# [TEXT SHOWN]
-- Opening Marker --
The ChIP-seq peaks that you see represent in vivo binding sites of these transcription factors. In Figure 2 the authors have analyzed the DNA sequence underneath these peaks, and identified specific DNA sequences (motifs) for each transcription factor.

You are going to analyze these sequences as well, to see which motifs you can identify. You will count k-mers (short sequences, e.g. 8 bases in length) in the sequences underneath the ChIP-seq peaks of a specific transcription factor, and analyze which k-mers are overrepresented.

DNA (or amino acid) sequence files are usually in FASTA format. Check out https://en.wikipedia.org/wiki/FASTA_format for a FASTA description and an example. Just read the first part.

Before you start off using the FASTA files from the study mentioned above, you will work on a file called testfile.fasta (present in /vol/cursus/CFB/list-dict-loop), which is a small FASTA file. This allows you to make and test your code quicker.

  1. Provide the Python code that allows you to read the FASTA file while ignoring the description lines containing >. For now it is OK to print the output.

  2. Extend your code with the following: For each sequence, extract all possible k-mers of length 4. Skip sequences that are shorter than 4 bases. Print the output. Make sure your code allows you to easily run the same analysis with different k-mer lengths.

  3. Extend your code with the following: Count the number of occurrences for each k-mer that is encountered (in all sequences together).

  4. Extend your code with the following: Write the top 10 most abundant k-mer sequences to an output file, along with the number of times they occur.

  5. Now that you have assembled your code (you can remove the printing statements you used for testing) adapt your code to count kmers of length 8. Run your code on 2 files present in the /vol/cursus/CFB/list-dict-loop directory:

  • GSM288346_ES_Oct4_mm9.peaks.fasta

  • GSM288356_ES_c-Myc_mm9.peaks.fasta

  • GSM288353_ES_Stat3_mm9.peaks.fasta

  • GSM288354_ES_Klf4_mm9.peaks.fasta

For the top most occurring 8-mers that you obtained for each file, do these resemble the motifs for the corresponding transcription factors as displayed in Figure 2 of the paper?

  1. Write a function called top_kmers(). The function should have three arguments: fname, k, n_top. The fname represents the FASTA filename, k the length of the k-mer and n_top the number of most abundant k-mers to return. The function should not print the k-mers, but return them as a list. The k and n_top arguments should be optional, with default values of 8 and 10, respectively.
-- Closing Marker --
# [DATA LISTING]
-- Opening Marker --
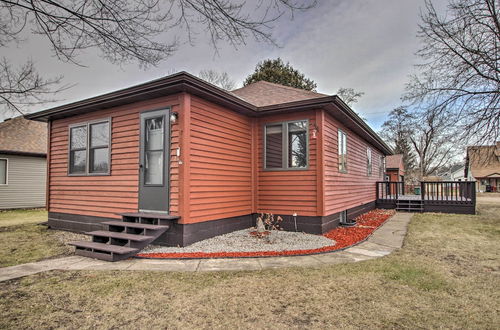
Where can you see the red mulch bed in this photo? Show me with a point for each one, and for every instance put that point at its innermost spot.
(344, 237)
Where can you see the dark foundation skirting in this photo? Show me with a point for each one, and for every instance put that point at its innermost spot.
(186, 234)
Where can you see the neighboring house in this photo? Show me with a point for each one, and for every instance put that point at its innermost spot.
(395, 169)
(210, 159)
(23, 150)
(483, 165)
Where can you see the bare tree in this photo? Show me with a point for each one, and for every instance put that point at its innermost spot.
(433, 142)
(220, 79)
(145, 31)
(24, 87)
(460, 72)
(349, 95)
(396, 131)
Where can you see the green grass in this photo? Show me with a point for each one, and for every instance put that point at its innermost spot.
(445, 276)
(22, 217)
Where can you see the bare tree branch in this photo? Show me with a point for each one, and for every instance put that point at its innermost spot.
(460, 73)
(22, 88)
(144, 31)
(220, 79)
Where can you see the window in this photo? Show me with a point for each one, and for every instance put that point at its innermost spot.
(342, 143)
(369, 161)
(3, 171)
(291, 134)
(381, 167)
(89, 148)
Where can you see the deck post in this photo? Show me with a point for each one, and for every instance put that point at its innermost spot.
(422, 190)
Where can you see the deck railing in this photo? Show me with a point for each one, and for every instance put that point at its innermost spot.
(390, 189)
(452, 191)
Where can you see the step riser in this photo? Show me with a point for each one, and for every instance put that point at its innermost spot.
(155, 221)
(135, 231)
(136, 243)
(115, 241)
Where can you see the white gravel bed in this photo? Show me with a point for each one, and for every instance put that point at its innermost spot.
(242, 241)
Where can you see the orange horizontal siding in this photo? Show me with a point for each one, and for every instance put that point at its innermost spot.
(106, 195)
(220, 163)
(287, 192)
(347, 190)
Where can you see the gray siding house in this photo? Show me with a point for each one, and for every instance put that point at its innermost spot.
(23, 169)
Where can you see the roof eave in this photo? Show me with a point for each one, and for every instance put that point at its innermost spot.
(185, 82)
(23, 153)
(181, 82)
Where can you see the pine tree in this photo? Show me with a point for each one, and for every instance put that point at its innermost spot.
(276, 71)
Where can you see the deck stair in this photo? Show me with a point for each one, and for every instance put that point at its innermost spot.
(125, 238)
(409, 205)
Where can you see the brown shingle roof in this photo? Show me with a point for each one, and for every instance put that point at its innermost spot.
(20, 135)
(394, 161)
(484, 161)
(263, 93)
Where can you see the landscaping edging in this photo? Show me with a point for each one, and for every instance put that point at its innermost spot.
(289, 253)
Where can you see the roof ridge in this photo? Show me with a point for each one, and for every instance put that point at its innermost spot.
(281, 86)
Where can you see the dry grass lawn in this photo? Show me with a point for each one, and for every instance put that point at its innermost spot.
(446, 276)
(22, 217)
(24, 240)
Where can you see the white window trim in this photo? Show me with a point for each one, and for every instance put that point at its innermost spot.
(6, 172)
(87, 159)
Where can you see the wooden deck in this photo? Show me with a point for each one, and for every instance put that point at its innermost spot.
(443, 196)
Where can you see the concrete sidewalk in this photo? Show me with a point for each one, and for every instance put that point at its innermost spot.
(384, 240)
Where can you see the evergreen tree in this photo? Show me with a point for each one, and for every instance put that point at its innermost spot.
(276, 71)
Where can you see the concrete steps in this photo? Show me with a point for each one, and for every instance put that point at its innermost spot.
(125, 238)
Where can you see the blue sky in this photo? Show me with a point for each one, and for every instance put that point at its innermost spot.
(368, 45)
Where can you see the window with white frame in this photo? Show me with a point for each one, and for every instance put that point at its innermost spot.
(89, 148)
(368, 161)
(286, 145)
(3, 171)
(342, 144)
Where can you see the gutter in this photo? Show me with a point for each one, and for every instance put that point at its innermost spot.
(23, 153)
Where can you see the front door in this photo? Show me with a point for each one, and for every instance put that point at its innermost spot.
(154, 161)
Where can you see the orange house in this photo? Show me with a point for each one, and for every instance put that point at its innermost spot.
(395, 170)
(206, 161)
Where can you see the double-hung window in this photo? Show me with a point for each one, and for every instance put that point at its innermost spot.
(286, 145)
(342, 144)
(3, 171)
(368, 161)
(381, 168)
(89, 148)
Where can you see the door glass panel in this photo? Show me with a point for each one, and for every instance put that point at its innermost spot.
(154, 133)
(153, 172)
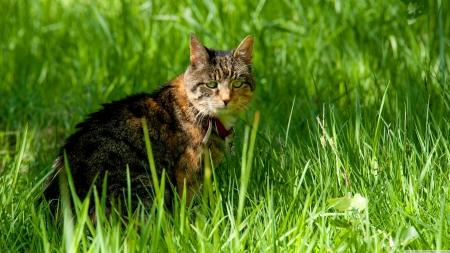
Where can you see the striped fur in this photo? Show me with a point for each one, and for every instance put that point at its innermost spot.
(177, 115)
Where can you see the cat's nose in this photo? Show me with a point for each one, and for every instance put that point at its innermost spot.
(225, 99)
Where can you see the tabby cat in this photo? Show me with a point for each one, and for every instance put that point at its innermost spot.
(193, 112)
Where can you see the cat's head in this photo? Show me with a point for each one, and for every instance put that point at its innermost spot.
(219, 82)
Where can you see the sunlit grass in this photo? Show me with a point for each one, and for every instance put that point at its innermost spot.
(349, 152)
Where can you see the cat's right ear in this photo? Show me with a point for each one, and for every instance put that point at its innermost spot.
(199, 55)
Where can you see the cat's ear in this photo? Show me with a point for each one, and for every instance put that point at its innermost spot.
(245, 50)
(199, 55)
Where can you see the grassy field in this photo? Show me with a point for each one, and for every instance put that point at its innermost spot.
(351, 153)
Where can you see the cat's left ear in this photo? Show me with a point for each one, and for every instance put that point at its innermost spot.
(245, 50)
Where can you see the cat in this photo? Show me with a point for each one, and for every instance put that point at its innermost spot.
(192, 113)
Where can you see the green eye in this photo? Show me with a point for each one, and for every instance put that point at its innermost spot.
(237, 84)
(211, 85)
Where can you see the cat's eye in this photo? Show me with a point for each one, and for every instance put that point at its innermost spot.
(212, 85)
(237, 84)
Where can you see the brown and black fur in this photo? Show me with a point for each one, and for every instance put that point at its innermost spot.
(177, 115)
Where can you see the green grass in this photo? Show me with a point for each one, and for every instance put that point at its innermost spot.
(352, 100)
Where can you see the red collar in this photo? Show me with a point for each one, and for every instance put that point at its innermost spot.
(223, 132)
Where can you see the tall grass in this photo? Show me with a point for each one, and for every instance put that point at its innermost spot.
(350, 151)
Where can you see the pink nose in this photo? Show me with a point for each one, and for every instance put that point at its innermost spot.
(225, 99)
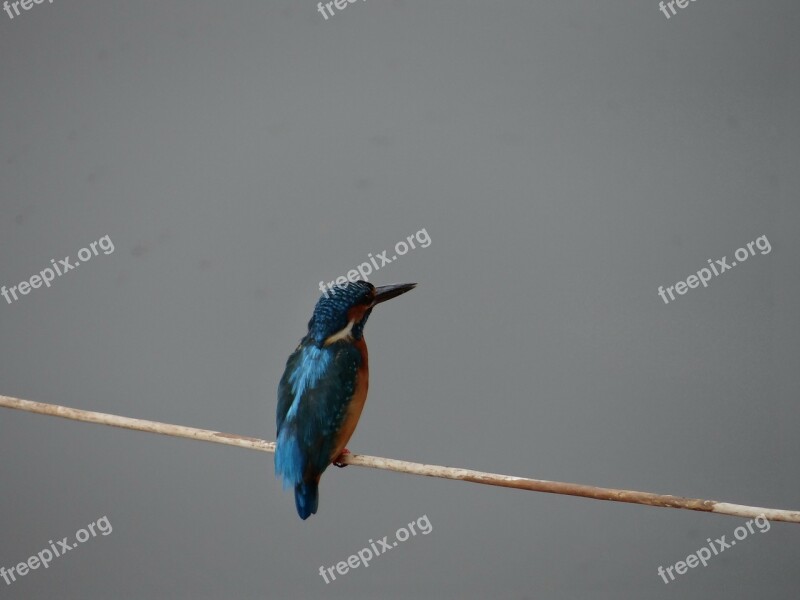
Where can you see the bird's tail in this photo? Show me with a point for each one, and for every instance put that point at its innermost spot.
(306, 498)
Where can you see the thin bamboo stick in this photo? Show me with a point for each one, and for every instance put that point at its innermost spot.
(401, 466)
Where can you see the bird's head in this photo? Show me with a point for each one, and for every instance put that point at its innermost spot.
(342, 311)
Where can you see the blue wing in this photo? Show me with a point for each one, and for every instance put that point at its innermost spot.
(313, 397)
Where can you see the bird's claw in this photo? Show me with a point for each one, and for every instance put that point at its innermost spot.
(338, 462)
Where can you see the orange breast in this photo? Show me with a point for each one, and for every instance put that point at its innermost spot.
(356, 404)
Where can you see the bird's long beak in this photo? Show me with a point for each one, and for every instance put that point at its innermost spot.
(387, 292)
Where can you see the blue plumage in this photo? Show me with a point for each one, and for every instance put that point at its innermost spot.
(323, 388)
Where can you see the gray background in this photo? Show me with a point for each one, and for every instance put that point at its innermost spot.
(566, 158)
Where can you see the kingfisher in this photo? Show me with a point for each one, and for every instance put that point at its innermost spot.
(324, 387)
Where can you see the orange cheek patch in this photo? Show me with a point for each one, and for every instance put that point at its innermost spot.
(357, 313)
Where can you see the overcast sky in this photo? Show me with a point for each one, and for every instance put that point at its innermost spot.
(564, 160)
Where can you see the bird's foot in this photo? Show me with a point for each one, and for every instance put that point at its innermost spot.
(338, 462)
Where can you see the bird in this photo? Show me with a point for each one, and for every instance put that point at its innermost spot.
(324, 387)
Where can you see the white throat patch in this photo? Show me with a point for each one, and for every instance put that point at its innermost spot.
(345, 333)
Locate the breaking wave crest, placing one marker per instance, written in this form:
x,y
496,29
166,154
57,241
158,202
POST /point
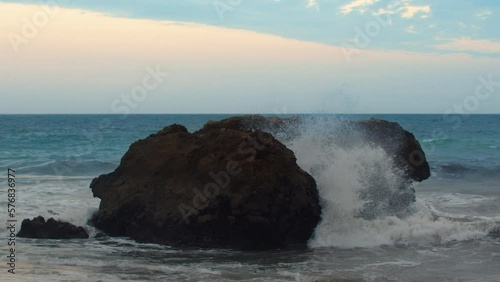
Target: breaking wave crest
x,y
366,199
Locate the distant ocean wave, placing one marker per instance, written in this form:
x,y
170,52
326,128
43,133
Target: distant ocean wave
x,y
464,170
69,168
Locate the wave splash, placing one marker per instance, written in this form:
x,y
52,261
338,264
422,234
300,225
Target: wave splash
x,y
366,199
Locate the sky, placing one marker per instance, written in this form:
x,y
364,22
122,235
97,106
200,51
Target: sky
x,y
242,56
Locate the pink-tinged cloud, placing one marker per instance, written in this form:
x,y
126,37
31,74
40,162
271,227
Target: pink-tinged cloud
x,y
81,62
466,44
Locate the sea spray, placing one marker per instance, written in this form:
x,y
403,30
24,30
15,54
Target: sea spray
x,y
367,200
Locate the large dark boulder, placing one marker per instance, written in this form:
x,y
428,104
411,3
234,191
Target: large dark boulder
x,y
394,139
51,229
384,192
223,186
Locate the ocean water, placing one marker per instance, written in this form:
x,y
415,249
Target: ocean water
x,y
443,237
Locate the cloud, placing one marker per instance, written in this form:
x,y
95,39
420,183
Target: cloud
x,y
357,5
312,4
474,45
405,10
483,15
409,11
411,29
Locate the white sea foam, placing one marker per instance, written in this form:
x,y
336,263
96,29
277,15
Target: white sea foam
x,y
344,174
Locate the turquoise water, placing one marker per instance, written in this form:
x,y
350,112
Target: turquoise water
x,y
445,239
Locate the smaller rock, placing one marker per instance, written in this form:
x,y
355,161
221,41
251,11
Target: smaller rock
x,y
51,229
495,232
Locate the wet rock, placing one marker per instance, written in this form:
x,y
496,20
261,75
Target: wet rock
x,y
51,229
223,186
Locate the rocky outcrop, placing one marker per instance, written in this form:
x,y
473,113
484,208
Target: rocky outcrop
x,y
394,139
223,186
381,196
51,229
233,185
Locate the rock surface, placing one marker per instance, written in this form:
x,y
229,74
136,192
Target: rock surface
x,y
394,139
384,195
233,185
397,142
51,229
222,186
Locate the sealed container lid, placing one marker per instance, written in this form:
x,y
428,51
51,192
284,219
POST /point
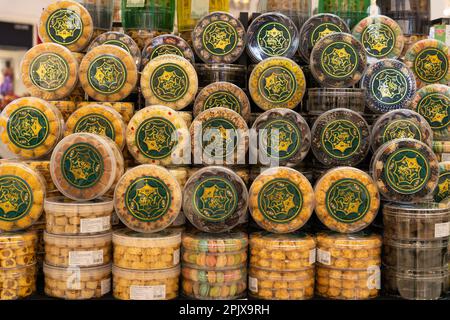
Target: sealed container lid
x,y
381,37
30,128
225,95
347,199
317,27
281,200
402,123
429,60
433,103
75,241
83,166
141,275
277,82
442,191
340,137
338,60
108,73
355,241
405,170
157,135
215,243
98,119
219,38
68,207
167,44
161,239
67,23
389,85
169,80
272,35
215,199
49,71
84,274
284,242
219,134
193,273
148,198
121,40
284,137
22,196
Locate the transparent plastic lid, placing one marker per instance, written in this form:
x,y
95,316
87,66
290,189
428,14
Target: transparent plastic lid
x,y
49,71
292,241
74,208
356,241
161,239
141,275
83,166
215,243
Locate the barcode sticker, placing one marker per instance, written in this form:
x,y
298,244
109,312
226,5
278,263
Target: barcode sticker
x,y
95,225
148,292
85,258
253,284
442,230
323,257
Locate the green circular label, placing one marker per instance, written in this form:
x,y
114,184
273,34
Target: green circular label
x,y
156,138
431,65
341,139
166,49
348,200
28,127
16,198
400,129
435,108
107,74
389,86
407,171
64,26
215,199
322,31
274,39
223,99
378,40
119,44
220,38
443,188
49,72
148,199
277,84
280,201
82,165
339,60
97,124
280,139
219,137
169,82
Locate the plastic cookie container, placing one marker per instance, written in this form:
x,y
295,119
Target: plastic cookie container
x,y
140,251
74,283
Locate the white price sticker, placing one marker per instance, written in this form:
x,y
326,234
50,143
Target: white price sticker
x,y
85,258
148,292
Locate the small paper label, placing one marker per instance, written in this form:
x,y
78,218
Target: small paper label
x,y
148,292
85,258
176,257
135,3
199,8
324,257
253,284
442,230
105,286
312,256
95,225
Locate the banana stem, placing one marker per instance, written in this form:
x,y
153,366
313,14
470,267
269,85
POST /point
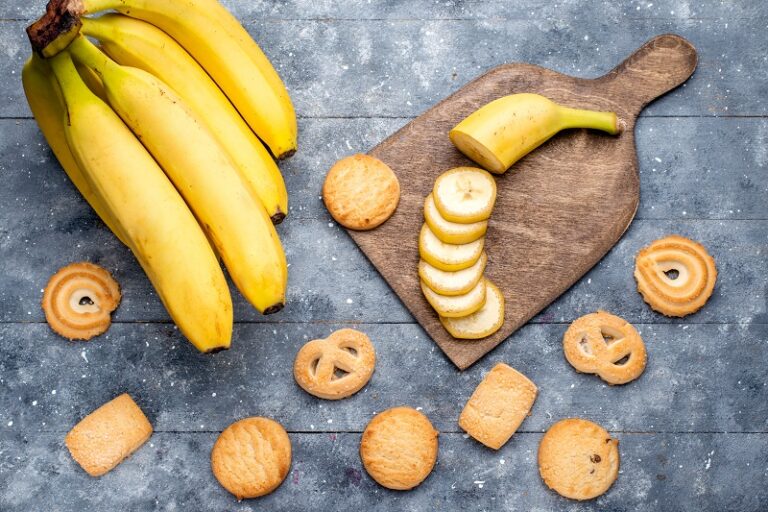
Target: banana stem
x,y
603,121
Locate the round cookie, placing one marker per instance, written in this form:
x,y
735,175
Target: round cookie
x,y
337,366
361,192
79,299
251,457
578,459
675,275
606,345
399,448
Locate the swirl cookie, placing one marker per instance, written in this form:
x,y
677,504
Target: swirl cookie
x,y
675,275
578,459
606,345
79,299
361,192
399,448
335,367
251,457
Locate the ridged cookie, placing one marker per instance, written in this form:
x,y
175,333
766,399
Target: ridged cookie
x,y
251,457
399,448
79,299
108,435
361,192
578,459
498,406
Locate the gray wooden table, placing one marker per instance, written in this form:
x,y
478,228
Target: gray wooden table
x,y
693,430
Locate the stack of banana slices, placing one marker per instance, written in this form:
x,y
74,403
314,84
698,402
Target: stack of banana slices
x,y
162,127
453,261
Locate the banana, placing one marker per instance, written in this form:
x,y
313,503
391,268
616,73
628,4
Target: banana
x,y
202,171
464,195
448,257
158,227
505,130
226,51
46,103
483,322
132,42
456,306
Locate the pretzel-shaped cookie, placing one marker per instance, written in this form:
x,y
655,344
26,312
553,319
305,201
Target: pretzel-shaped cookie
x,y
675,275
79,299
606,345
337,366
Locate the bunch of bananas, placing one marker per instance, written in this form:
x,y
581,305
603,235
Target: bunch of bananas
x,y
160,128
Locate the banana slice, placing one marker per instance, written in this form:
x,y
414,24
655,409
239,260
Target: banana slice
x,y
451,232
484,322
465,195
452,283
458,305
448,257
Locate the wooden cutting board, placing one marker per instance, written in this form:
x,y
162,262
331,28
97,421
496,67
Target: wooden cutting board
x,y
559,210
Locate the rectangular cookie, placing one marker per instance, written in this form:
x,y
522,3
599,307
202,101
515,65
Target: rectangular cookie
x,y
108,435
498,406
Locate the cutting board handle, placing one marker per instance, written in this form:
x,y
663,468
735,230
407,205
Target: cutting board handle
x,y
657,67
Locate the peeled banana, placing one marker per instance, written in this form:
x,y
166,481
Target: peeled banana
x,y
132,42
223,47
203,173
505,130
156,223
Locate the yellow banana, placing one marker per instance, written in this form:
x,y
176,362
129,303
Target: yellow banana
x,y
159,228
46,103
203,173
505,130
132,42
226,51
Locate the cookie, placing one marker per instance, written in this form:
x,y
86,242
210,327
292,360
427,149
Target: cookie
x,y
606,345
108,435
578,459
79,299
498,406
399,448
361,192
251,457
675,275
337,366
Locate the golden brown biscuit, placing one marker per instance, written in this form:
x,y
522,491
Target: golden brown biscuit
x,y
251,457
606,345
337,366
108,435
361,192
675,275
578,459
498,406
79,299
399,448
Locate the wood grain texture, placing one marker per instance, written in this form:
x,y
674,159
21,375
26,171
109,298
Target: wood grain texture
x,y
558,211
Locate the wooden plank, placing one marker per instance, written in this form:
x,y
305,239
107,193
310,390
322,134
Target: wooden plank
x,y
455,9
709,168
671,472
350,290
364,68
699,378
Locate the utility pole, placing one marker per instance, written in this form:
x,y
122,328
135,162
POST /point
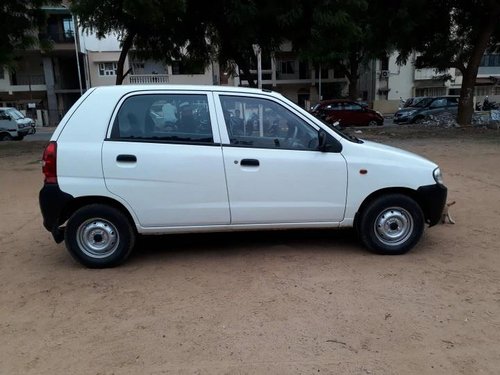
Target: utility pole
x,y
258,53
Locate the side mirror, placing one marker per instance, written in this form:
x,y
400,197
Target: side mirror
x,y
326,143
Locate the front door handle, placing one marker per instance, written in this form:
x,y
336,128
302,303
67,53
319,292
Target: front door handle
x,y
126,158
249,163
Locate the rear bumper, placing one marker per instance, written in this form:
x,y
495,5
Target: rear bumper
x,y
432,199
53,201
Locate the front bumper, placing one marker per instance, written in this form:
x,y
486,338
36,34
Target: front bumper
x,y
401,120
53,202
26,131
432,199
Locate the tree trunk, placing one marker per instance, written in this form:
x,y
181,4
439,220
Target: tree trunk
x,y
127,44
245,70
353,76
466,103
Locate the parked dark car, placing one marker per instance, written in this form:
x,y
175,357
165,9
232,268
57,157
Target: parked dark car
x,y
347,112
426,107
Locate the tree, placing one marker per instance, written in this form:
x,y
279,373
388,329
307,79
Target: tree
x,y
152,27
343,34
18,22
232,27
449,34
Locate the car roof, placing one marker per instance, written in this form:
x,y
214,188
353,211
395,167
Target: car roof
x,y
337,101
125,89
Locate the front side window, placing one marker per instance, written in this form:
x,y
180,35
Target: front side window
x,y
438,103
334,107
262,123
352,107
164,118
108,69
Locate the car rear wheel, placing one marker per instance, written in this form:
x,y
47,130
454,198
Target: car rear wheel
x,y
391,224
99,236
6,137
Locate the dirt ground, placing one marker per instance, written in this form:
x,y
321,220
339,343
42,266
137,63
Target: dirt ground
x,y
298,302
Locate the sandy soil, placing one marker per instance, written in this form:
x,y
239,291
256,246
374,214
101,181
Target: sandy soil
x,y
299,302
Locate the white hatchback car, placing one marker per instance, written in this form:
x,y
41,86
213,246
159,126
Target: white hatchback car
x,y
130,160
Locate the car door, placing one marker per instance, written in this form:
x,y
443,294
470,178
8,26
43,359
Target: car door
x,y
169,170
275,174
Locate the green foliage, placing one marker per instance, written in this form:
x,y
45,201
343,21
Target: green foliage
x,y
447,34
344,35
18,23
450,34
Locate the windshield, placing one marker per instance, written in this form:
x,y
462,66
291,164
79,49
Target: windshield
x,y
341,131
423,103
15,114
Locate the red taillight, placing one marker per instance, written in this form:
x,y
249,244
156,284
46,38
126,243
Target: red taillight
x,y
49,163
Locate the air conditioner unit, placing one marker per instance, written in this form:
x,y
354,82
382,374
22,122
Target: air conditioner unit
x,y
384,74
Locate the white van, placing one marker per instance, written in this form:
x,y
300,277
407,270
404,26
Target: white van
x,y
128,160
13,125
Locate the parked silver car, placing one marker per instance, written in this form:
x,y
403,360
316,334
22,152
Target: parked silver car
x,y
14,125
426,107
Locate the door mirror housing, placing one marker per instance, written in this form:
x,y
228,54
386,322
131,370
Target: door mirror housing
x,y
326,143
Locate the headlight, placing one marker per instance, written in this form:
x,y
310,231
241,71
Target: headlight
x,y
438,176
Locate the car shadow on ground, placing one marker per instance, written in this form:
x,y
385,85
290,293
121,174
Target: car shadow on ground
x,y
233,244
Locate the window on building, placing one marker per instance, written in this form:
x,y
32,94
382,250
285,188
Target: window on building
x,y
384,63
108,69
492,59
287,67
68,28
180,67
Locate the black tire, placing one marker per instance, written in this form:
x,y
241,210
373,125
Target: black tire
x,y
391,224
6,137
99,236
419,120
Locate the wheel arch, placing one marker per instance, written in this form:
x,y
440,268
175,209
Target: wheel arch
x,y
385,191
79,202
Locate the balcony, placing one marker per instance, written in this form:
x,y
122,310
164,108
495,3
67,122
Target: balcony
x,y
27,79
148,79
425,74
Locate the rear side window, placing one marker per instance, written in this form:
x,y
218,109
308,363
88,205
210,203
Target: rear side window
x,y
261,123
438,103
164,118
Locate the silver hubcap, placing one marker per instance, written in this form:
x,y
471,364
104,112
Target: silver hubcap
x,y
393,226
97,238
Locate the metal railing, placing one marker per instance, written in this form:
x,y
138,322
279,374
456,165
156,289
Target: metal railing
x,y
27,79
148,79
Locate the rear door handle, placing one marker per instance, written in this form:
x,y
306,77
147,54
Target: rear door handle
x,y
126,158
249,163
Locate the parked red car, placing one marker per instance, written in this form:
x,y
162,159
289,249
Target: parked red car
x,y
348,112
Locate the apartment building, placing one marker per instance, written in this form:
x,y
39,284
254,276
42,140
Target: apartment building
x,y
384,83
46,83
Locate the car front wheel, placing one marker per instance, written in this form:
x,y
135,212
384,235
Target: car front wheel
-- Closing Marker --
# [ASSIGNMENT]
Continue the k-mer counting exercise on ChIP-seq peak sequences from the point where it stops.

# [ANSWER TO THIS PROBLEM]
Exercise 8.2: FASTA files

The FASTA format is a widely used text format to represent nucleotide or peptide sequences. Write a function read_fasta that reads a multiple sequence FASTA file. The function should take the file name as an argument and return a dictionary with the sequence identifier as key and the actual sequence as value. Note that the > symbol is not part of the sequence identifier. Create files for all your test cases. You can create text files from the jupyter window (New -> Text File) or use the Upload button to upload files you created locally.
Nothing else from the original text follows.